### [Source text]
My Basque grammar says euskaldunentzat whith the suffix -entzat meaning "in the interest of, to the benefit of", which is called the prolative case. 

I just wonder where the plural is, as the sentence to be translated has Basques in the plural.


----------



## yujuju

They are different, on the one hand we have _prolative_ case (Zertzat), meaning somenthing like "take x as"/"think X is", and it has only the indefinite (mugagabe) form, for example:

Mediku*tzat* hartu nuen = I took him as a doctor

On the other hand, we have _destinative_ case (Norentzat), meaning "for who" and it changes with plural as normal:

_-arentzat (sing.):_ Janari hau txakurr*arentzat* da. = This food is *for the* dog*_*.
-_entzat (pl.):_ Janari hau txakurr*entzat* da. = This food is *for the* dog*s*.
_-(r)entzat (mugagabe):_ Janari hau edozein txakurr*entzat* da. = This food is *for* any dog*_*.
_(that "r" in brakets is used when the noun finishes in a vowel)_

So don't mix them, here we are using Norentzat (euskaldunentzat), so it is already in plural, and it is not Zertzat case which doesn't have plural.

Agur!

### [Problems and tasks]
1. Can you rewrite the rows between the line holding "Where can the condominium" and the line holding "<point>507,30</point>", inclusive, with every "building" changed to "structure" and nothing else altered?
2. Extend the forum thread on the Basque -entzat ending beyond its last line.

### [Task input]
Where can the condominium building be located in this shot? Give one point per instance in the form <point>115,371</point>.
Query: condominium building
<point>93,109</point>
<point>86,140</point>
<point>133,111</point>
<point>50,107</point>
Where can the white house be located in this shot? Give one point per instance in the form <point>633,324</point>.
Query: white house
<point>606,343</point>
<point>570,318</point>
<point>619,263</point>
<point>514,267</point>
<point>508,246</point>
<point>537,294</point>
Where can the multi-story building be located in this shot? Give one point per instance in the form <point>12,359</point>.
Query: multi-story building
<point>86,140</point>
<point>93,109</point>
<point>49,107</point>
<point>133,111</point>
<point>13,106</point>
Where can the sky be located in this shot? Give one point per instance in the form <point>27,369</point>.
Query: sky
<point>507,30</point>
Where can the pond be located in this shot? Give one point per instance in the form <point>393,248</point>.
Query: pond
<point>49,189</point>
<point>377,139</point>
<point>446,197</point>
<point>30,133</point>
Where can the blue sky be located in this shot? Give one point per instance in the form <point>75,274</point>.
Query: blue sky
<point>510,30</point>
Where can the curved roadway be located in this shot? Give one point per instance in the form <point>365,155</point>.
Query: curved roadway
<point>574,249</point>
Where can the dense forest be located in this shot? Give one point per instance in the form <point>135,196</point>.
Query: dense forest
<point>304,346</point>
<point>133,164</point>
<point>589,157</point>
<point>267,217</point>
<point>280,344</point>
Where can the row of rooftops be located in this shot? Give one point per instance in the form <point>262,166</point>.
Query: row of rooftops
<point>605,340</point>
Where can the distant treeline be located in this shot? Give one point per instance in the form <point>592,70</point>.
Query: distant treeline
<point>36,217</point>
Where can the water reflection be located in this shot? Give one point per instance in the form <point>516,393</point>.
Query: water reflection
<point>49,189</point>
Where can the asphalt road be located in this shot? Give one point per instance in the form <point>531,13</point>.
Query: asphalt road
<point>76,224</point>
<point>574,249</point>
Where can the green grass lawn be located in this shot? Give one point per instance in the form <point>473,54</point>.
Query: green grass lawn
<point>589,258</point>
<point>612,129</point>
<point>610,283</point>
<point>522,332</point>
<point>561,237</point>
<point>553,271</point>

==

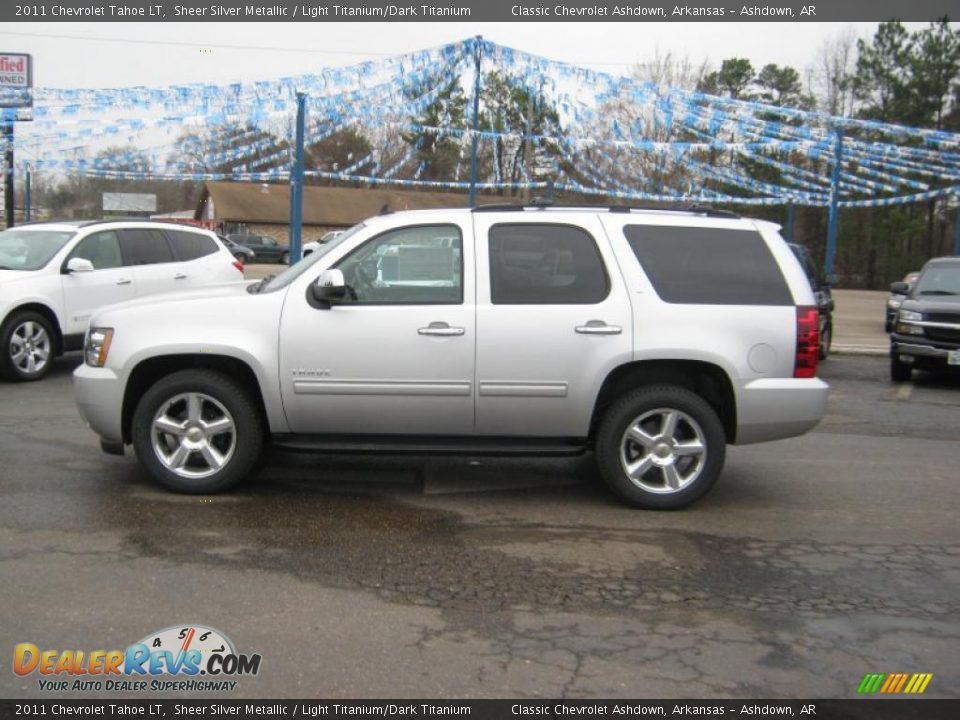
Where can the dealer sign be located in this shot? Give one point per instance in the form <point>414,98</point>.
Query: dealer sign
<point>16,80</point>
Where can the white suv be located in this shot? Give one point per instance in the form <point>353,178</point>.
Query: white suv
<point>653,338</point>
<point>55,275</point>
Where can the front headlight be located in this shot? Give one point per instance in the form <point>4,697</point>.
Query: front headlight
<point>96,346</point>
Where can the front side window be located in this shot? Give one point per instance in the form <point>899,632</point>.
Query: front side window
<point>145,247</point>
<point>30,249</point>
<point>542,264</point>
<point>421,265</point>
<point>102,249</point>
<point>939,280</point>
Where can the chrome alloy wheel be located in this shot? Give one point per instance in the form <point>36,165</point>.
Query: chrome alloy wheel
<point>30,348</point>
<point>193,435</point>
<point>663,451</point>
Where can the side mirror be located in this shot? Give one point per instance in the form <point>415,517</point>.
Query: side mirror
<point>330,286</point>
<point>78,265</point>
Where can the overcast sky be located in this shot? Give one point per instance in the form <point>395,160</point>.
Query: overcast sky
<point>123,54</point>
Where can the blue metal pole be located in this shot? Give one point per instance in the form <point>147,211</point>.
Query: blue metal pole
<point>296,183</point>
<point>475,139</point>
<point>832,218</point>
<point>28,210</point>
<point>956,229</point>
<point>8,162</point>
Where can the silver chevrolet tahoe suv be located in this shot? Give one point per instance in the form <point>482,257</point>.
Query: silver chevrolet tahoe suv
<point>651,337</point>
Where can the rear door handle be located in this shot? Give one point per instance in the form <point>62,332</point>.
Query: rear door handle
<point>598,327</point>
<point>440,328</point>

### [Written responses]
1.
Where can the condominium structure be located in this shot? Give one point per instance in the form <point>115,371</point>.
Query: condominium structure
<point>93,109</point>
<point>86,140</point>
<point>133,111</point>
<point>50,107</point>
Where can the white house be located in this shot? Give one point per instance in the form <point>633,324</point>.
Query: white house
<point>606,343</point>
<point>570,318</point>
<point>619,263</point>
<point>514,267</point>
<point>508,246</point>
<point>537,294</point>
Where can the multi-story structure be located in this shot? Give one point per instance in the form <point>12,359</point>.
Query: multi-story structure
<point>86,140</point>
<point>93,109</point>
<point>49,107</point>
<point>133,111</point>
<point>13,106</point>
Where can the sky be located in this shot? Give one point per instance in the form <point>27,369</point>.
Query: sky
<point>507,30</point>

2.
----------



## Ander

Yujuju

Thank you for your explanation about the plural meaning of euskaldunentzat.

Not to complicate matters I did not mention the other suffix of the prolative case which is (as you mentioned) -tzat "as" or "instead of".

The little Basque grammar I have (by a Basque teacher at Toulouse University) does not distinguish between prolative "-tzat" and destinative "-entzat" and gives them the same case name.

So the singular of "askatasuna euskaldunentzat" would be "askatasuna euskaldunarentzat". Right?


----------



## illerdi

Ander said:


> Yujuju
> 
> So the singular of "askatasuna euskaldunentzat" would be "askatasuna euskaldunarentzat". Right?


 
Yes, that's right!


----------



## Ander

Milesker Illerdi, as they say in Iparralde.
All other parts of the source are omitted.